THE TASK: Send back every record exactly.

[Stored data entries]
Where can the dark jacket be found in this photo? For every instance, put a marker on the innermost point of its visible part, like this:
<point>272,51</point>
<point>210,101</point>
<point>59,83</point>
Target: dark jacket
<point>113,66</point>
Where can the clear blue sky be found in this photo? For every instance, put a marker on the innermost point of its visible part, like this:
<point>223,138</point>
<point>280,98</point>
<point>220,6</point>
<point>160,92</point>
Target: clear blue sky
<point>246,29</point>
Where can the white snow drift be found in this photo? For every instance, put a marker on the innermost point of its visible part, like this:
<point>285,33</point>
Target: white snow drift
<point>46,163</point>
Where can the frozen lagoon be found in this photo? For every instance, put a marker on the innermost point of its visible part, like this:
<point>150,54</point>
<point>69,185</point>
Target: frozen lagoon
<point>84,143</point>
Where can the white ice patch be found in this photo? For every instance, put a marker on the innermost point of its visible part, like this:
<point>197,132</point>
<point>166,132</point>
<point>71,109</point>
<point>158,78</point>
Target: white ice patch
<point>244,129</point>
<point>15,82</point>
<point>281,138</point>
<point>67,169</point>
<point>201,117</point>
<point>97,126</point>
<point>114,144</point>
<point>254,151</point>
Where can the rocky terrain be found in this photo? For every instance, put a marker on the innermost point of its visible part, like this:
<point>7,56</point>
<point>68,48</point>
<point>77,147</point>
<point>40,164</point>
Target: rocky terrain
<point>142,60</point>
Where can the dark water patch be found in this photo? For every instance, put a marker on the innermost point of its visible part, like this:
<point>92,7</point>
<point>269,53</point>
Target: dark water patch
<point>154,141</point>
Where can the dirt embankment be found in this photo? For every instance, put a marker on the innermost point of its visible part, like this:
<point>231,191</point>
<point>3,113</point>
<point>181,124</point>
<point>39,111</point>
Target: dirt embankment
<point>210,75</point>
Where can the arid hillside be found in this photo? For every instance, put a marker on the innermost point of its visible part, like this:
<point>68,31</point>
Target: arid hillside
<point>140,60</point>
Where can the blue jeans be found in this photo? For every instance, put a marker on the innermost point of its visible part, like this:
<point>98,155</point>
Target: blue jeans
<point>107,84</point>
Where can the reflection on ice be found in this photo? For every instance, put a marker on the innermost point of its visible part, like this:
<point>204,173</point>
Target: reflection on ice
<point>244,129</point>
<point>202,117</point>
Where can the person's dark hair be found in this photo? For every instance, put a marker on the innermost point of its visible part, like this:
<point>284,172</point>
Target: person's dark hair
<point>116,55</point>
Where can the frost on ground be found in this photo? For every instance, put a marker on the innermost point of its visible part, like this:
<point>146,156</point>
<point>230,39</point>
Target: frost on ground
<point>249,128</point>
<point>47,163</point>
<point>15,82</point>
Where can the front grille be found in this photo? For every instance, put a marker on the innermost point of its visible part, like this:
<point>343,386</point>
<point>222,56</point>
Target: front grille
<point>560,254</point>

TASK SOLUTION:
Where can the dark jacket be found in this photo? For every instance, put a marker on the innermost point of its visible part, like this:
<point>272,51</point>
<point>210,101</point>
<point>59,83</point>
Target: dark jacket
<point>113,66</point>
Where can the clear blue sky be found in this photo? For every instance, put a marker on the innermost point of its visible part, like this:
<point>223,138</point>
<point>280,98</point>
<point>220,6</point>
<point>160,92</point>
Target: clear blue sky
<point>246,29</point>
Where can the white snow drift be found in this photo? For every instance, put a marker on the innermost point of its visible part, like this:
<point>285,33</point>
Target: white snow drift
<point>46,163</point>
Where can the frozen lagoon be found in this photo? For every instance, put a marker on the innermost point of its visible part, like this:
<point>150,54</point>
<point>69,185</point>
Target: frozen lagoon
<point>84,143</point>
Where can the white ice patch be found in this photo? For every instance, put a marker on the innermost point of its visible part, like this:
<point>197,132</point>
<point>166,132</point>
<point>71,109</point>
<point>158,78</point>
Target: white ice patch
<point>244,129</point>
<point>15,82</point>
<point>281,138</point>
<point>67,169</point>
<point>201,117</point>
<point>97,126</point>
<point>114,144</point>
<point>254,151</point>
Where can the rocky terrain be found in this photo? For every instance, put a marker on the innermost point of its visible part, like this:
<point>7,56</point>
<point>68,48</point>
<point>77,147</point>
<point>40,164</point>
Target: rocky terrain
<point>142,60</point>
Where can the dark water patch be found in this photo? For every instance, put a marker on the innermost point of its visible part, like this:
<point>92,7</point>
<point>269,53</point>
Target: dark water patch
<point>154,141</point>
Where can the dirt embankment be found in this photo? For every instance, put a marker on the innermost point of its visible part, like this:
<point>231,191</point>
<point>3,113</point>
<point>181,124</point>
<point>39,111</point>
Target: dirt embankment
<point>210,75</point>
Where can the arid hillside be found in this photo? For every instance, put a marker on the innermost point of its visible part, like this:
<point>68,31</point>
Target: arid hillside
<point>140,60</point>
Where can the blue jeans be found in this photo? For every instance, put a marker on the innermost point of its visible part, like this:
<point>98,155</point>
Target: blue jeans
<point>107,84</point>
Where can the reflection on ice be found in this photo? For every instance, put a marker on the innermost point of its visible part, like this:
<point>204,173</point>
Target: reflection on ice
<point>244,129</point>
<point>202,117</point>
Where can the person's dark hair be found in this photo? For every instance, put a marker on the innermost point of its visible part, like this:
<point>284,172</point>
Target: person's dark hair
<point>116,55</point>
Where can the frost on ground be found in this photo? For every instance, put a marker on the innermost point of its visible part, like this:
<point>146,156</point>
<point>230,39</point>
Target: frost on ground
<point>249,128</point>
<point>47,163</point>
<point>15,82</point>
Where can the front grille be found in this photo? For every instance, put a marker on the innermost point of its visible part, like this:
<point>343,386</point>
<point>222,56</point>
Target: front grille
<point>560,254</point>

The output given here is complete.